■ Texte fourni
▬▬▬▬▬▬▬▬▬▬
C’est un des nombreux petits noms dont Helen usait pour écrire à Truffaut. « Mon Truffe-Truffe » ou encore « François ma beauté », dans cet échange de correspondances qui ne compte pas moins d’une centaine de lettres de la publiciste (la personne en charge des relations avec la presse) à l’attention de son poulain. Parlant couramment le français, vivant souvent à Paris, elle accueille à New-York le jeune cinéaste de 28 ans venu recevoir le « Best Foreign Language Film » aux côtés d’Elizabeth Taylor et James Stewart. La Nouvelle Vague vient de naître et Helen deviendra le soutien inconditionnel de cette bande de copains du cinéma français.

Journaliste et militante

Décrite par une consœur comme « petite, grosse, pugnace communiste américaine, elle a grandi à Paris, fille d’un Juif russo-américain, journaliste dans le Paris d’avant-guerre ». Elle travailla à Radio-Brazzaville, parrainée par Mendès-France et Soustelle, là où de Gaulle avait installé sa radio de la France libre. Elle assiste au procès de Nuremberg en informant la presse de langue française du déroulement des débats des 21 criminels de guerre nazis. Agent soviétique pour certains, virée des Nations Unies, sorcière pour les Maccarthystes, black-listée parce que communiste, harcelée par le FBI, elle deviendra secrétaire bilingue pour le Bureau du film français.
▬▬▬▬▬▬▬▬▬▬
■ Consigne
Recopiez le texte sur Helen mot pour mot, en commençant à « C’est un des » et en finissant à « du cinéma français. ». La liste n'a aucun lien avec le texte sur Helen.

■ Données fournies
▬▬▬▬▬▬▬▬▬▬
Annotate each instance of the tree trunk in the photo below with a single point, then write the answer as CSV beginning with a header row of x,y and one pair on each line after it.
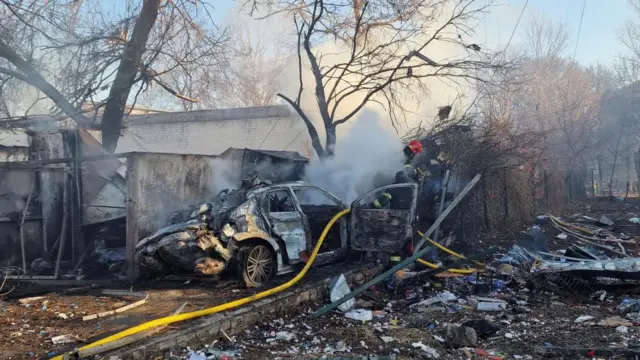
x,y
125,77
330,143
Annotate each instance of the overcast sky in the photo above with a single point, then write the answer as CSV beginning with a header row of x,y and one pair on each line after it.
x,y
599,36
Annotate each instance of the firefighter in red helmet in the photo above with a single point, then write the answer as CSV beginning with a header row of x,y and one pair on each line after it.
x,y
410,151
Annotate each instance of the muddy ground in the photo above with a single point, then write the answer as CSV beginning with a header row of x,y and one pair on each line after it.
x,y
548,318
26,331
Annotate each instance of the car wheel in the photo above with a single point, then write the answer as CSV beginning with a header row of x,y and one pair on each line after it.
x,y
257,265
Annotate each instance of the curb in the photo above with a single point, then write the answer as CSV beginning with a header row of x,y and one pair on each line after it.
x,y
205,330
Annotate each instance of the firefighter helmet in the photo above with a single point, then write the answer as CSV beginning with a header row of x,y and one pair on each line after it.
x,y
415,146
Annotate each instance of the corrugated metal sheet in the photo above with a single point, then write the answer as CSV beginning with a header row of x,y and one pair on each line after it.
x,y
15,138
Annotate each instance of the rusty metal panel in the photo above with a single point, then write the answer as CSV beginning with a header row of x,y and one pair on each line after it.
x,y
290,228
109,204
381,230
384,230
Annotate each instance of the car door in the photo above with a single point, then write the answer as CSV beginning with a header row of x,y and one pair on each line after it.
x,y
318,208
287,221
384,229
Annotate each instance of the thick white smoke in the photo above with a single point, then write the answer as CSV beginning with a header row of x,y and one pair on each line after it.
x,y
366,157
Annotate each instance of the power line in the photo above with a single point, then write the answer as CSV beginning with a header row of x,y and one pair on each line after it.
x,y
515,27
269,133
600,101
575,50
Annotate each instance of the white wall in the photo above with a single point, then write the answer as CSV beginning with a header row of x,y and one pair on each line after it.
x,y
214,137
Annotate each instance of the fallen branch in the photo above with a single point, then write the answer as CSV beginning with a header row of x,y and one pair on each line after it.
x,y
125,341
4,281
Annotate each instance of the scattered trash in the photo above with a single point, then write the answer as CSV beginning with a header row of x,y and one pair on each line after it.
x,y
197,356
460,336
285,336
360,315
63,339
614,322
599,295
629,306
387,339
26,301
338,289
429,352
605,221
444,296
583,318
482,327
491,306
622,329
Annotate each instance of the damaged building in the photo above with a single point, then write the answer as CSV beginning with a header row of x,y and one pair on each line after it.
x,y
82,200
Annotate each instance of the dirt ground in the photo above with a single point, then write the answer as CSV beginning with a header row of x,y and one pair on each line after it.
x,y
548,321
541,318
26,331
547,318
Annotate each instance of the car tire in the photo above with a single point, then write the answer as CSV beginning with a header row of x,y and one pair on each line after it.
x,y
258,264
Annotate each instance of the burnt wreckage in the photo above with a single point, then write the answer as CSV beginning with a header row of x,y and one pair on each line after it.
x,y
261,230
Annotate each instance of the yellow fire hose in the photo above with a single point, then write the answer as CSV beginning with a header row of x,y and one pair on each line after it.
x,y
219,308
452,253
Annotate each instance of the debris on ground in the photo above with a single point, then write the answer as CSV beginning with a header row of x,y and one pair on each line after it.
x,y
527,302
542,296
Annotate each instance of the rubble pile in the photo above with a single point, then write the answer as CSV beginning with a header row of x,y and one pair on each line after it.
x,y
515,308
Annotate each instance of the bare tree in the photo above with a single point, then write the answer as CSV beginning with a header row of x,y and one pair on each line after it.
x,y
545,38
259,54
381,61
78,52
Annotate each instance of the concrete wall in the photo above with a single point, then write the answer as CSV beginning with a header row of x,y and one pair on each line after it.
x,y
210,132
50,146
159,184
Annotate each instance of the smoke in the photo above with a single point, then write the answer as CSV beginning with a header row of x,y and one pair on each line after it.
x,y
225,175
366,157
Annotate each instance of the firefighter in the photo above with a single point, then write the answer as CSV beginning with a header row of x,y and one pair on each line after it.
x,y
391,199
410,151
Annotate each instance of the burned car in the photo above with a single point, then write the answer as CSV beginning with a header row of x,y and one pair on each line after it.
x,y
262,230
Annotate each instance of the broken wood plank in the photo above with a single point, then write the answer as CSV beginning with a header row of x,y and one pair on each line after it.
x,y
31,299
114,292
118,310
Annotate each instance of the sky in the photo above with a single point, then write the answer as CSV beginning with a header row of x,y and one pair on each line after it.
x,y
599,39
599,35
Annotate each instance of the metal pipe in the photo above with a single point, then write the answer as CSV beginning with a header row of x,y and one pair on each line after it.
x,y
442,196
24,216
416,255
65,220
401,265
450,208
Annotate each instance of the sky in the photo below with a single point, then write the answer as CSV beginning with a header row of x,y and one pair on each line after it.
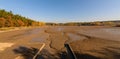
x,y
64,10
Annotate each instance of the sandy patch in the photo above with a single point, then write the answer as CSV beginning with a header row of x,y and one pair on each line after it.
x,y
3,46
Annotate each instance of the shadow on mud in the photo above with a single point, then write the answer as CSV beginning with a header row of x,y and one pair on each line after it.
x,y
28,53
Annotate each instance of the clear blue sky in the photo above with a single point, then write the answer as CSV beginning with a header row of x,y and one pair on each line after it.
x,y
64,10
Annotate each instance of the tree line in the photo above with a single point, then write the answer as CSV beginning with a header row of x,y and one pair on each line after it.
x,y
97,23
8,19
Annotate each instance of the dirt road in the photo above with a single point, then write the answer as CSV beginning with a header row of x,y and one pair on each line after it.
x,y
87,42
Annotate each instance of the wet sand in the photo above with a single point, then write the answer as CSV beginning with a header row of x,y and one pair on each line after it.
x,y
88,42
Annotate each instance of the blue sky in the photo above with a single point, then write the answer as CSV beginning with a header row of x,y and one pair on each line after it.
x,y
64,10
▬▬▬▬▬▬▬▬▬▬
■ Réponse attendue
C’est un des nombreux petits noms dont Helen usait pour écrire à Truffaut. « Mon Truffe-Truffe » ou encore « François ma beauté », dans cet échange de correspondances qui ne compte pas moins d’une centaine de lettres de la publiciste (la personne en charge des relations avec la presse) à l’attention de son poulain. Parlant couramment le français, vivant souvent à Paris, elle accueille à New-York le jeune cinéaste de 28 ans venu recevoir le « Best Foreign Language Film » aux côtés d’Elizabeth Taylor et James Stewart. La Nouvelle Vague vient de naître et Helen deviendra le soutien inconditionnel de cette bande de copains du cinéma français.